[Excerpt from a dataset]

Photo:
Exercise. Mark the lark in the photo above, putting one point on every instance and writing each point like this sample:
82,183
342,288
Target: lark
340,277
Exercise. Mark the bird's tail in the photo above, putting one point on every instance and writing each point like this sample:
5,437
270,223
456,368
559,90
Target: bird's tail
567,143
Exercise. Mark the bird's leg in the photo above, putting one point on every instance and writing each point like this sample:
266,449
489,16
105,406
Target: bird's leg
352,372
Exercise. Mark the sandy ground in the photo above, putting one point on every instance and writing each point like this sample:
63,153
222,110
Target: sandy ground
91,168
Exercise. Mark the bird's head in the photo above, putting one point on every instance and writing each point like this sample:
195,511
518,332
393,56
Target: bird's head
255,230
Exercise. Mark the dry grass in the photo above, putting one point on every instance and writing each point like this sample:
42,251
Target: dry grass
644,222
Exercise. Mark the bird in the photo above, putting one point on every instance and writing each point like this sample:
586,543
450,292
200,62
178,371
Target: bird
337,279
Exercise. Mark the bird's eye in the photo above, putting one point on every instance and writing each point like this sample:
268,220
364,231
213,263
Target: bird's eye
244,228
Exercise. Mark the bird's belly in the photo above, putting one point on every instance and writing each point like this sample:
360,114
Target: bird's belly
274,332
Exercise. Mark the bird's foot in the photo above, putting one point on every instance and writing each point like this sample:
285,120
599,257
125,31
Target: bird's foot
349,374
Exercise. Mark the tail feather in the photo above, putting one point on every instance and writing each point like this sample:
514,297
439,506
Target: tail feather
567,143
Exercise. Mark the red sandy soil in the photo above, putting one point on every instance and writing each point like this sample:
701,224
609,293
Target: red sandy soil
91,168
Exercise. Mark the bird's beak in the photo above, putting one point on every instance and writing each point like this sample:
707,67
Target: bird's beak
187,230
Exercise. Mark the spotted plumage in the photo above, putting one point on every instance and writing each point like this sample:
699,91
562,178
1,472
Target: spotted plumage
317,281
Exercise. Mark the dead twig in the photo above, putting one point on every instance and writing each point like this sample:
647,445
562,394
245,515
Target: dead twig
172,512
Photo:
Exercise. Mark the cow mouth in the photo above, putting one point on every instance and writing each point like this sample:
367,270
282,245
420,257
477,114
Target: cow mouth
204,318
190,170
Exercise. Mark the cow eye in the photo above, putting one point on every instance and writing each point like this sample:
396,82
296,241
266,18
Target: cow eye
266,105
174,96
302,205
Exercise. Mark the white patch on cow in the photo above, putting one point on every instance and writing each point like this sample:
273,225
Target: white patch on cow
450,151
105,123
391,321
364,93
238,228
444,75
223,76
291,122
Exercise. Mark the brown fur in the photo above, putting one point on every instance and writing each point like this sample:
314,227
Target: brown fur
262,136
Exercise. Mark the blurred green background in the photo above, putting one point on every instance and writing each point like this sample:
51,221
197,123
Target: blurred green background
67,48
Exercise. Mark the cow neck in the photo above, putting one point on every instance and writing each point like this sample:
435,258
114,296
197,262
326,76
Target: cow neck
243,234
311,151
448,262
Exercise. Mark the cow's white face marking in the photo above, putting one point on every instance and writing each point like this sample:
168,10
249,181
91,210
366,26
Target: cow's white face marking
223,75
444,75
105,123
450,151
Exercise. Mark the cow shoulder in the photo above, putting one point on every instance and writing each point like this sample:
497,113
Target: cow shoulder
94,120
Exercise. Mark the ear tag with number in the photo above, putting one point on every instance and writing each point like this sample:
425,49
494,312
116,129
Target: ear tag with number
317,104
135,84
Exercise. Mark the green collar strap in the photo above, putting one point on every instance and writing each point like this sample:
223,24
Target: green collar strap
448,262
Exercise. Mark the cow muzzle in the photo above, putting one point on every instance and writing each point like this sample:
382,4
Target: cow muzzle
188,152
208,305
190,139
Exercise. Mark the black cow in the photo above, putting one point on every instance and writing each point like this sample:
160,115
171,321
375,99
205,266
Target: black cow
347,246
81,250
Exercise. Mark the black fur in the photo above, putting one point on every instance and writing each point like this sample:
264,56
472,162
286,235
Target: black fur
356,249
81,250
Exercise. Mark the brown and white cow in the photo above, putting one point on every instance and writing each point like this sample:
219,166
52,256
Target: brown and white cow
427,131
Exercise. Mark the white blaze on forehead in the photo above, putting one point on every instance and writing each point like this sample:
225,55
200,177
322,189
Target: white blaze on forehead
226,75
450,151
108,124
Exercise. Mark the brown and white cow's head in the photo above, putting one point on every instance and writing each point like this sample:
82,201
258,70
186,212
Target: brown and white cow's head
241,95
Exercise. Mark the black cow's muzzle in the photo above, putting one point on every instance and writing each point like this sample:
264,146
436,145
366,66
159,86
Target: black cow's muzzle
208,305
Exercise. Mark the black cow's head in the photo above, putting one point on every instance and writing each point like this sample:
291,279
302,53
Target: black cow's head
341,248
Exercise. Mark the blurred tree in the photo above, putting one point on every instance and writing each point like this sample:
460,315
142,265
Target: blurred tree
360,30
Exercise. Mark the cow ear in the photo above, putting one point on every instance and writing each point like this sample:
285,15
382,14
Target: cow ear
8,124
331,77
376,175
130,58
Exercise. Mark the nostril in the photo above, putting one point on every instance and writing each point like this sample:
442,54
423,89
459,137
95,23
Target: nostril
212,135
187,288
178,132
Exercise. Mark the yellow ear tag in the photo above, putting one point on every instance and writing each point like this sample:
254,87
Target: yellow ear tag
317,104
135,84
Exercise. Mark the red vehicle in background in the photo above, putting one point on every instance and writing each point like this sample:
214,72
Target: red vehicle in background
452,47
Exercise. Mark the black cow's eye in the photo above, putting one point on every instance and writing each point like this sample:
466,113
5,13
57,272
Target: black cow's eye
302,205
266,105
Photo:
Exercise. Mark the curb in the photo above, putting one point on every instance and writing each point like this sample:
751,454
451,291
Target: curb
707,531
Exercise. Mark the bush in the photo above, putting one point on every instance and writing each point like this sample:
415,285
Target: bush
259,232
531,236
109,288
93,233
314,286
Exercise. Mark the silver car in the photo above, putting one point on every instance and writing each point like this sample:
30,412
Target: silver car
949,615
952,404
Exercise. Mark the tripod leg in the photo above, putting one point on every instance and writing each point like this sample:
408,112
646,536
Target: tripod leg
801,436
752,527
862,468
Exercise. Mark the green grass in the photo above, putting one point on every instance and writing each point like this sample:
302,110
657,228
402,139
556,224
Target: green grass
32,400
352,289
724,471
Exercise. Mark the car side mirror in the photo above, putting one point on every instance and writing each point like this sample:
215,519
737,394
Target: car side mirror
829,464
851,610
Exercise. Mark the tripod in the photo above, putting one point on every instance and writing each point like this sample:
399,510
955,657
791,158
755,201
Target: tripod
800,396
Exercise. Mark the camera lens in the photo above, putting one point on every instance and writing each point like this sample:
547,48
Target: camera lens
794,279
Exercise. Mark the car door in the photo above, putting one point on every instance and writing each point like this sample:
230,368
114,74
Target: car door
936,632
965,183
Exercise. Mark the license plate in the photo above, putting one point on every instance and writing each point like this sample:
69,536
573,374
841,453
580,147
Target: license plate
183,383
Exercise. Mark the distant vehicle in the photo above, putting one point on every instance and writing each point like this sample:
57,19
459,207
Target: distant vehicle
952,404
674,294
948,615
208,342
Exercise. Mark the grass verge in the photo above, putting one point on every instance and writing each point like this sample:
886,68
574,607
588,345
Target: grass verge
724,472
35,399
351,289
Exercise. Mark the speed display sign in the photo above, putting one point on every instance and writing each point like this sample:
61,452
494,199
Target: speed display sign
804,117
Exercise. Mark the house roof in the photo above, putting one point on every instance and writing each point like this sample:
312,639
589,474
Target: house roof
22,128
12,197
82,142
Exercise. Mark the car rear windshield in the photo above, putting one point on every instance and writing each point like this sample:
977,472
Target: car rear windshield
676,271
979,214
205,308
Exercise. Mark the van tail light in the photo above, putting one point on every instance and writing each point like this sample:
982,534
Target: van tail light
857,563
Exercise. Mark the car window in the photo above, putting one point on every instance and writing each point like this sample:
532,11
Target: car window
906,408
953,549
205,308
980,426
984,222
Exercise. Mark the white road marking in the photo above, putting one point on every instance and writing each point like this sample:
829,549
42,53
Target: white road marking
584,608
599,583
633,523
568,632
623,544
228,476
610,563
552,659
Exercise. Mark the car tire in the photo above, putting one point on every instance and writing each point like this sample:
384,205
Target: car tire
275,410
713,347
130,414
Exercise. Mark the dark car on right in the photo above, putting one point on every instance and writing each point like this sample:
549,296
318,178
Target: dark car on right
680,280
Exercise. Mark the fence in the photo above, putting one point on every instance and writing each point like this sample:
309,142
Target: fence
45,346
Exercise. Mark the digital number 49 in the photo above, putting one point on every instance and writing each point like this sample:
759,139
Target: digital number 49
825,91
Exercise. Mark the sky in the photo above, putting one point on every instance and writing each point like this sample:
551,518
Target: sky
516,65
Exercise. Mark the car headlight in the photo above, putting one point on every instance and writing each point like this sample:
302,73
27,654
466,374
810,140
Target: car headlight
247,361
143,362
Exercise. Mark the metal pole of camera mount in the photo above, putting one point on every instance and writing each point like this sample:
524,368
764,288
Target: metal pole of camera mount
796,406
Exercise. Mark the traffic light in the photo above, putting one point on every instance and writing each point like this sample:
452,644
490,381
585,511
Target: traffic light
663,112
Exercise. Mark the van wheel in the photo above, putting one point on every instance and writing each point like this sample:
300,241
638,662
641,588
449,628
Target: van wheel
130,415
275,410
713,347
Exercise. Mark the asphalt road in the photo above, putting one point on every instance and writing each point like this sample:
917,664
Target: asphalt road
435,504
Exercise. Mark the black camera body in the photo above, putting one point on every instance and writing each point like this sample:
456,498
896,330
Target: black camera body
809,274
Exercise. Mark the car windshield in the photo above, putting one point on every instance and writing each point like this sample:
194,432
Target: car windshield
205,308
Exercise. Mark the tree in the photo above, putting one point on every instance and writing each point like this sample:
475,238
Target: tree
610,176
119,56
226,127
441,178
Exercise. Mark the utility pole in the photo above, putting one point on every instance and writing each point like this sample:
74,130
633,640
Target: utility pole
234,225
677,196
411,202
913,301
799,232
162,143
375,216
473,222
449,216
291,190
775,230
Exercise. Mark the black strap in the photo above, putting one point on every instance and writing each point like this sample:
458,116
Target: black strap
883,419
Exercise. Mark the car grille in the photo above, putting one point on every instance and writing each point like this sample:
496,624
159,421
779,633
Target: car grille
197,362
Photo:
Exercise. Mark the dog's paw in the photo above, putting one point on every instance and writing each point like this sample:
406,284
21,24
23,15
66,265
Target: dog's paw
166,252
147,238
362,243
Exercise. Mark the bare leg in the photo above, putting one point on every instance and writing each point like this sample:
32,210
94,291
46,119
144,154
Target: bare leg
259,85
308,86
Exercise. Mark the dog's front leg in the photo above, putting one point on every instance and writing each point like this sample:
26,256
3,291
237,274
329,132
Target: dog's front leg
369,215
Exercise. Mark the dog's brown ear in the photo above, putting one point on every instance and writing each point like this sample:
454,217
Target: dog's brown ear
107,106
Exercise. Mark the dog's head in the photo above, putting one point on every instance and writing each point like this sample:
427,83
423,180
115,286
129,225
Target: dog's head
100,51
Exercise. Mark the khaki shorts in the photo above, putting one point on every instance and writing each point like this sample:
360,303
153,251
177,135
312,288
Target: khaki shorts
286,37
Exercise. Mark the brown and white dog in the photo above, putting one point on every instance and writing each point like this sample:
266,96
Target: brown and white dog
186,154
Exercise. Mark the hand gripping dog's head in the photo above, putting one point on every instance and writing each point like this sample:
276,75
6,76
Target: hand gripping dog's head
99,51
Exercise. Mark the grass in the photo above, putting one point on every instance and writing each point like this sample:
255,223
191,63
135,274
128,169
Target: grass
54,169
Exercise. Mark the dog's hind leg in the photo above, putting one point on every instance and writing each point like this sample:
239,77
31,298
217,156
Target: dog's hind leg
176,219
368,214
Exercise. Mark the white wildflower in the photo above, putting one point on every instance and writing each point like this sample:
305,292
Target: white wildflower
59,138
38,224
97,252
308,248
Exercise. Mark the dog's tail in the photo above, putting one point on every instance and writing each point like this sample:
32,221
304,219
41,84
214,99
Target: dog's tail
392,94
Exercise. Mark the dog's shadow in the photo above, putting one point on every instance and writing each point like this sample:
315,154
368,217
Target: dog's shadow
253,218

STATED PROBLEM ::
Repeat exactly the lines above, starting with the line that contains "Exercise. Mark the bare" and ending with the last line, both included, and nothing else.

RESPONSE ::
Exercise. Mark the bare leg in the photo above, putting one point on every instance and writing each point like this sample:
32,210
94,291
46,119
144,154
Target: bare leg
259,85
308,86
Exercise. Mark the dog's front leg in the photo above, putting one point on every instance and writing each point like this sample:
26,256
3,291
237,274
329,132
Target: dog's front leg
369,215
Exercise. Mark the dog's brown ear in the photo above, putting one point on every instance and writing each point like this sample:
454,217
Target: dog's brown ear
107,106
Exercise. Mark the dog's head in the photo above, putting one point on every instance and writing each point like this sample:
427,83
423,180
115,286
129,225
Target: dog's head
100,51
Exercise. Mark the khaki shorts in the photo above, putting one point on every instance and writing each point like this sample:
360,303
153,251
177,135
312,288
Target: khaki shorts
286,37
Exercise. Mark the brown and white dog in the photo above, putting one point on every instance and writing each point like this sample:
266,96
Target: brown and white dog
186,154
Exercise. Mark the hand gripping dog's head in the photo above, putting one point on every instance and writing each point like this sample:
276,75
6,76
Target: hand gripping dog's head
99,51
Exercise. Mark the grass in the photo above, putting one point on every instance and writing each point like this sample:
255,223
191,63
135,274
128,169
Target: grass
54,169
Exercise. Mark the dog's hind leg in the photo above, putting one point on every instance and writing each point like this sample:
239,77
31,298
217,156
Target: dog's hind leg
176,219
368,214
Exercise. Mark the white wildflower in the photo above, putting one point on every instance and writing each point like this sample:
305,292
Target: white wildflower
59,138
38,224
97,252
308,248
Exercise. Mark the dog's tail in the photo above, putting one point on every instance and writing each point like this sample:
32,221
304,219
41,84
214,99
Target: dog's tail
392,94
Exercise. Mark the dog's shadow in the photo above, putting one point on every instance and writing each point like this sample:
315,154
368,217
Target: dog's shadow
253,218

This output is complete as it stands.